OBJETIVO DA TAREFA
Extraia do texto sobre o frio na barriga antes das aulas tudo o que vai de "Sofro disso há" até "não é só meu.".

TRECHO DO DOCUMENTO
= = = = = = =

EducaçãoLéo Miranda. Do \“Mundo Geográfico\” - YouTube Marcelo Batista. Do \“Aprendi com o Papai\” - YouTube

O incrível encontro das borboletas

Publicado em 27/04/2021 às 19:19.Atualizado em 05/12/2021 às 04:47.

Marcelo Batista

O corpo reage a tudo. Quando há o sentimento de perigo, temos uma transferência repentina do sangue que estaria encarregado pela nossa digestão, no estômago, para os músculos, para que o nosso corpo esteja preparado para lutar. Isso ocorre com o homem desde a pré-história, quando a preocupação central não estava em dar uma aula ou ter preocupações meramente intelectuais e sofremos com essa sensação física até hoje. Devido a essa reação do corpo humano, sempre que inicio as aulas em uma nova turma meu corpo entende que eu vou lutar e tenho o friozinho na barriga e a sensação de borboletas no estômago. E confesso: não é só na primeira aula que dou para uma turma nova. Às vezes na segunda, na terceira, na quarta ou na quinta aula ou até o coração acalmar. É o corpo que se prepara para ser atacado por 40, 50 ou mais de 100 alunos de uma vez, todos eles prontos aprender, amar, exigir e julgar.

Sofro disso há mais de 15 anos, quando entrei na sala de aula pela primeira vez. Mas já foi pior. Por muitos anos já fui acometido por crises de suor, coração disparado, falta de ar. Em outras épocas ficava agitado, falava muito alto, gesticulava em excesso. E hoje é o frio na barriga e um pouquinho de ansiedade no dia anterior, no dia seguinte, na hora. Doido para a aula anterior voltar e para a aula atual passar, vou arrancando páginas e mais páginas do calendário, numa mistura de prazer e ansiedade que já faz parte da rotina de quem passa pelas maiores emoções mesmo sem sair de casa. Pode ser excesso de ansiedade, pode ser excesso de vontade ou até mesmo excesso de desespero, tudo junto, mas que não é só meu.

= = = = = = =

Descrições de regiões em linguagem natural

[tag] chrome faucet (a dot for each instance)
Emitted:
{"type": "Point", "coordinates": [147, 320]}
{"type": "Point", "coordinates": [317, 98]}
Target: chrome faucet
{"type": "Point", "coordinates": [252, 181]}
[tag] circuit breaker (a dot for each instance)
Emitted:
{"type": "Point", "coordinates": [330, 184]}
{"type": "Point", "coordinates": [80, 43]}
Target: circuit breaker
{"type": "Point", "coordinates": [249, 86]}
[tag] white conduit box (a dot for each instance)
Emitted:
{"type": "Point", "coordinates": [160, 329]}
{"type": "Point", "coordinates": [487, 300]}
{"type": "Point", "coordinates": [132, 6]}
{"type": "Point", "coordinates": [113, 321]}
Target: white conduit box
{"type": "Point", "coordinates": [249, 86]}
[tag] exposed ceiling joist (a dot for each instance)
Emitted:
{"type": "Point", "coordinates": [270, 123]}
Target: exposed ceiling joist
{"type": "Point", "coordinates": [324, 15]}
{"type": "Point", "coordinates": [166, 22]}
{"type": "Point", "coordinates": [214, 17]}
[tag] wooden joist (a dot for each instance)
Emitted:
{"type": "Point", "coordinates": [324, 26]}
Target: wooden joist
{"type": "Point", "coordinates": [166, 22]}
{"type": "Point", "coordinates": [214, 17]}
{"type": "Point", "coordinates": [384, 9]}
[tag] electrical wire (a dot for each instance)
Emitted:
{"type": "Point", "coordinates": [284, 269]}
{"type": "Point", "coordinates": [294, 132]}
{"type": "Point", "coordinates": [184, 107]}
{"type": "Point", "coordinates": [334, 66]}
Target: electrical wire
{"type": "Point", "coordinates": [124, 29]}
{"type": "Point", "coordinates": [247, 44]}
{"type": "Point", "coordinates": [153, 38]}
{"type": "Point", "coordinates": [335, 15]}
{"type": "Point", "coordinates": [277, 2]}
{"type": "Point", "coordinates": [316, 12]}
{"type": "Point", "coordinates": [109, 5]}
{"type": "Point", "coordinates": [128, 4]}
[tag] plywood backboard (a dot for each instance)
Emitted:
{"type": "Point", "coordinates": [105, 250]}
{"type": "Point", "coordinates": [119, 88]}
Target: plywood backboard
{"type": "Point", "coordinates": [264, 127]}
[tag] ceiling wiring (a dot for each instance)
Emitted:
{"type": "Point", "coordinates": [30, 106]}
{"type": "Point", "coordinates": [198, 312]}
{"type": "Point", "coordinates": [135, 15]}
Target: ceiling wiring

= = = = = = =

RESPOSTA
Sofro disso há mais de 15 anos, quando entrei na sala de aula pela primeira vez. Mas já foi pior. Por muitos anos já fui acometido por crises de suor, coração disparado, falta de ar. Em outras épocas ficava agitado, falava muito alto, gesticulava em excesso. E hoje é o frio na barriga e um pouquinho de ansiedade no dia anterior, no dia seguinte, na hora. Doido para a aula anterior voltar e para a aula atual passar, vou arrancando páginas e mais páginas do calendário, numa mistura de prazer e ansiedade que já faz parte da rotina de quem passa pelas maiores emoções mesmo sem sair de casa. Pode ser excesso de ansiedade, pode ser excesso de vontade ou até mesmo excesso de desespero, tudo junto, mas que não é só meu.